Daily Oil Fundamentals

A Mixture of Stress and Relief

The whipsawing and day-trading attitude our market is experiencing has inevitably led to similar behaviour across all other investment arenas. The importance of the current war in and around Arabian skies is touched upon below, but to see bourse indices moving in degrees of multiple percentage points and sometimes double-figured ones, is almost as unsettling as the conflict itself. Still, Asian markets today open a little more brightly as some of the woes on the horizon are somewhat soothed. The expectation of an imminent interest rate hike by the Bank of Japan appears unfounded as Bloomberg reports, and although China, in its 2026 outlook set GDP between 4.5 and 5 percent, the lowest in many years, it matches expectation and with it, a pledge to keep stimulus at 4 percent of GDP.

No doubt these swings in sentiment will follow emotions, but it is Asia which is bearing the brunt of the initial costs of war. Oil sees a tightening situation and this morning, and staying with China, its government has turned even more defensive on energy security as, according to Bloomberg, it tells the largest refiners to suspend exports of diesel and gasoline. The immediate outcome is the price of M1 Gasoil futures entering into prices not seen since the Russian invasion of Ukraine. This heightened state of vulnerability is also witnessed in Japan as refiners ask the government to release strategic petroleum reserves. This stress was first represented in Asian crude grades this week and continues with the M1 Brent/Dubai Futures spread trading at an eyewatering $10/barrel this morning, on Friday it settled at $2.39/barrel. With the war almost being ratified by the US Senate which threw out a motion to stop the airstrikes on Iran, and the sinking of an Iranian frigate by a US submarine off the coast of Sri Lanka, this war is taking on a global effect with potentially lasting repercussions.

> RECORDED INFORMATION
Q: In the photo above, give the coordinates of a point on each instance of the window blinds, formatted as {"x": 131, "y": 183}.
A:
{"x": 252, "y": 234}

> WHAT IS NEEDED
Return the oil market commentary verbatim from "Daily Oil Fundamentals" up to and including "percent of GDP.".

> TASK RESPONSE
Daily Oil Fundamentals

A Mixture of Stress and Relief

The whipsawing and day-trading attitude our market is experiencing has inevitably led to similar behaviour across all other investment arenas. The importance of the current war in and around Arabian skies is touched upon below, but to see bourse indices moving in degrees of multiple percentage points and sometimes double-figured ones, is almost as unsettling as the conflict itself. Still, Asian markets today open a little more brightly as some of the woes on the horizon are somewhat soothed. The expectation of an imminent interest rate hike by the Bank of Japan appears unfounded as Bloomberg reports, and although China, in its 2026 outlook set GDP between 4.5 and 5 percent, the lowest in many years, it matches expectation and with it, a pledge to keep stimulus at 4 percent of GDP.